* _PROBLEM DESCRIPTION_:
Pull out every one of the rows below and reproduce each line verbatim.

Point placement rows:
____

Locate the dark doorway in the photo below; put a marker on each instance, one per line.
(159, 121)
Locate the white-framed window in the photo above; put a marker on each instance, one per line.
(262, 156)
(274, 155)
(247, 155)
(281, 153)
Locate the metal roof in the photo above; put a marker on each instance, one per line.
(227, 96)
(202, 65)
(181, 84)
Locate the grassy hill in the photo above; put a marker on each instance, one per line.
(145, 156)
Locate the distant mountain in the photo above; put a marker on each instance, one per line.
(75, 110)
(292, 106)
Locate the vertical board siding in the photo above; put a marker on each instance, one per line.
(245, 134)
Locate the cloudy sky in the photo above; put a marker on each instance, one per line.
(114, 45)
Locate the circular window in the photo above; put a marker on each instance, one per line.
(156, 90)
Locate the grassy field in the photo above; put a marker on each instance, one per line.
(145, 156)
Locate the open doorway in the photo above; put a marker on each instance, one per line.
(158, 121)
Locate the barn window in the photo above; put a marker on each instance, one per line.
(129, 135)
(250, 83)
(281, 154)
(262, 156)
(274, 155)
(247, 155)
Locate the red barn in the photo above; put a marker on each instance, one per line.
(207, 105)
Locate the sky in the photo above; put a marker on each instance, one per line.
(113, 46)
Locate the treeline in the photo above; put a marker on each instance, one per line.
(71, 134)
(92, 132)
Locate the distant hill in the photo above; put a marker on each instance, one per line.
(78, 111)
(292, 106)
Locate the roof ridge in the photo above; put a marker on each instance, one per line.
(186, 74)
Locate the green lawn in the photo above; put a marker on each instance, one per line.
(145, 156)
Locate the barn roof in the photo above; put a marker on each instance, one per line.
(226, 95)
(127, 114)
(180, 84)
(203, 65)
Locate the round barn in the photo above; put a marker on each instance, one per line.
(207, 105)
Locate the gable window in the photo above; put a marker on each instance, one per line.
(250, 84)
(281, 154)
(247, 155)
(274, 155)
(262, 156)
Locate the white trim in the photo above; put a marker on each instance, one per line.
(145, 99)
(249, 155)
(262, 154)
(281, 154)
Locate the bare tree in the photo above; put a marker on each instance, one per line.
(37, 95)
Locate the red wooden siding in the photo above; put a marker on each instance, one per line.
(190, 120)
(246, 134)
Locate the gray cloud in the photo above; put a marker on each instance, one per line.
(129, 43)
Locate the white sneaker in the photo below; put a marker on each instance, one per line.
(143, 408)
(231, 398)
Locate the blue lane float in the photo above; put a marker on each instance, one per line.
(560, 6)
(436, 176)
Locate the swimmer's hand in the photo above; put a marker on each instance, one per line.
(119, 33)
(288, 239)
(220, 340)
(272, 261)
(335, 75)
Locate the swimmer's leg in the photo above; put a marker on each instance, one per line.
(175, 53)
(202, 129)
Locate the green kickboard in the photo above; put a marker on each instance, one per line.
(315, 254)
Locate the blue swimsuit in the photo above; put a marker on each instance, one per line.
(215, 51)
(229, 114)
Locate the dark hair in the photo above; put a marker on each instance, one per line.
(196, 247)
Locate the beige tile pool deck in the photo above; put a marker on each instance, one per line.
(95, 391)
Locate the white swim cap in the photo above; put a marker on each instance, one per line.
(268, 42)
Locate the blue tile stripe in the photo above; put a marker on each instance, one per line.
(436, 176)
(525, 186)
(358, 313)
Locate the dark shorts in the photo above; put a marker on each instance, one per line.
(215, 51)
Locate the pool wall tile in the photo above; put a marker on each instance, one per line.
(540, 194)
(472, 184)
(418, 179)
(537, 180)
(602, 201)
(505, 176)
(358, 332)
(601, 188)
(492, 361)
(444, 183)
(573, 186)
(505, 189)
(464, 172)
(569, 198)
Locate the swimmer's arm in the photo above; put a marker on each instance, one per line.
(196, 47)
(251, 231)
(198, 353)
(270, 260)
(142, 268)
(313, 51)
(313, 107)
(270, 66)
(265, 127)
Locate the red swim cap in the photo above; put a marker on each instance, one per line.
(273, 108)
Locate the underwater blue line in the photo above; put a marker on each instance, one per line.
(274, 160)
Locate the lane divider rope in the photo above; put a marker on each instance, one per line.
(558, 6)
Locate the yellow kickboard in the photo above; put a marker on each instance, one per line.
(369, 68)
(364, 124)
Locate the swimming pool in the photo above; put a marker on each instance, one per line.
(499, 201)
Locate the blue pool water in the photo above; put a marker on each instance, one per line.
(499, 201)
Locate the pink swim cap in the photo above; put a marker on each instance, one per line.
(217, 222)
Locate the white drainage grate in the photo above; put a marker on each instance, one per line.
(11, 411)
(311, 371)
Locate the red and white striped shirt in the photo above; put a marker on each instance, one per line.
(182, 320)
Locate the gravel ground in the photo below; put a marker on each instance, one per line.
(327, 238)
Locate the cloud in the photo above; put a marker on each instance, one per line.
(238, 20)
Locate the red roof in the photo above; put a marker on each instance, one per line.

____

* _TASK RESPONSE_:
Locate the dark doorway in the photo below; put a marker on each instance, one per line.
(159, 121)
Locate the white-framed window in the photo above; put a marker on each instance, one per line.
(262, 156)
(274, 155)
(247, 155)
(281, 153)
Locate the metal roof in the photo above; put a marker on each instance, one per line.
(227, 96)
(202, 65)
(181, 84)
Locate the grassy hill in the photo above; put a marker on each instance, one per line.
(145, 156)
Locate the distant mountain in the photo above; put a marker on each instance, one per line.
(75, 110)
(292, 106)
Locate the vertical board siding in the photo above; put a marker on each instance, one per line.
(245, 134)
Locate the cloudy sky in the photo above; put a marker on each instance, one per line.
(114, 45)
Locate the circular window in the photo above; put a marker on each instance, one per line.
(156, 90)
Locate the grassy field in the photo above; put a marker on each instance, one per line.
(145, 156)
Locate the open doorway in the photo above; put a marker on each instance, one per line.
(158, 121)
Locate the barn window in the photo above; put a marker on each instance, one per line.
(129, 135)
(250, 83)
(281, 154)
(262, 156)
(274, 155)
(247, 155)
Locate the red barn in the photo above; put a marker on each instance, one per line.
(207, 105)
Locate the sky in the photo above; put a marker on each instance, one per line.
(113, 46)
Locate the treeline in the photo above; put a marker on each instance, one per line.
(71, 134)
(92, 132)
Locate the distant hill in the photo above; put a marker on each instance, one per line.
(78, 111)
(292, 106)
Locate the roof ridge in the photo above; put a marker on each instance, one per line.
(186, 74)
Locate the green lawn in the photo above; put a marker on each instance, one per line.
(145, 156)
Locate the barn roof in the photo above; put a marker on each instance, one per line.
(226, 95)
(127, 114)
(180, 84)
(203, 65)
Locate the round barn in the photo above; put a marker on each instance, one per line.
(207, 105)
Locate the gable window in the photo above; put a marker on each instance, one per line.
(250, 84)
(281, 154)
(247, 155)
(274, 155)
(262, 156)
Locate the white trim in the photo above; put a marker on each instance, one per line.
(145, 99)
(249, 155)
(262, 154)
(281, 154)
Locate the bare tree in the photo above; put a marker on each instance, one per line.
(37, 95)
Locate the red wooden siding in the photo above; put a marker on each instance, one per line.
(190, 120)
(246, 134)
Locate the gray cloud in the photo above; put a marker on each instance, one per line.
(129, 43)
Locate the white sneaker in the photo below; put a marker on each instance, one per line.
(143, 408)
(231, 398)
Locate the blue lane float in the photo above; put a marker on each instance, one per line.
(560, 6)
(436, 176)
Locate the swimmer's hand in the photo above; put a marker on each instance, one per line.
(119, 33)
(288, 239)
(220, 340)
(272, 261)
(335, 75)
Locate the swimmer's leg in the photo above; put a marker on each instance, one per line.
(175, 53)
(202, 129)
Locate the green kickboard in the photo above; put a marker on each instance, one per line.
(315, 254)
Locate the blue swimsuit in the photo above; put a marker on each instance, one per line.
(215, 51)
(229, 114)
Locate the dark hair in the photo above; put a marker on each instance, one per line.
(196, 247)
Locate the beige tile pool deck in the photo above; put a marker on each instance, one per line.
(95, 391)
Locate the white swim cap in the photo above; put a marker on each instance, one per line.
(268, 42)
Locate the blue tile stripe in the photo above; put a marker on each instance, one per line.
(436, 176)
(525, 186)
(358, 313)
Locate the dark shorts in the photo above; put a marker on each instance, one per line.
(215, 51)
Locate the pool wall tile in the photo above; put a marker on each instance, one per line.
(540, 194)
(472, 184)
(418, 179)
(537, 180)
(602, 201)
(505, 176)
(358, 332)
(601, 188)
(492, 361)
(444, 183)
(573, 186)
(505, 189)
(464, 172)
(569, 198)
Locate the swimmer's arm in the photo above; put a marker on each instance, one per line.
(196, 47)
(251, 231)
(198, 353)
(270, 260)
(142, 268)
(313, 51)
(313, 107)
(270, 66)
(265, 127)
Locate the red swim cap in the photo above; put a marker on each instance, one per line.
(273, 108)
Locate the underwater blue line in the photo above; put a marker on each instance, one per line.
(274, 160)
Locate the lane divider rope in the photo above; put a marker on each instance, one per line.
(558, 6)
Locate the yellow kickboard in the photo above; put a marker on each instance, one per line.
(369, 68)
(364, 124)
Locate the swimming pool in the photo above; put a marker on each instance, one per line.
(499, 201)
Locate the blue pool water in the photo above; put a marker on each instance, one per line.
(499, 201)
Locate the pink swim cap in the photo above; put a marker on each instance, one per line.
(217, 222)
Locate the white drainage grate in the photo above; put a marker on each instance, one per line.
(11, 411)
(311, 371)
Locate the red and white striped shirt in the photo above; put a marker on each instance, one per line.
(182, 320)
Locate the gravel ground in the photo below; put a marker on each instance, one per line.
(327, 238)
Locate the cloud in the photo above; put a marker on each instance, one per line.
(238, 20)
Locate the red roof in the photo above; put a marker on each instance, one per line.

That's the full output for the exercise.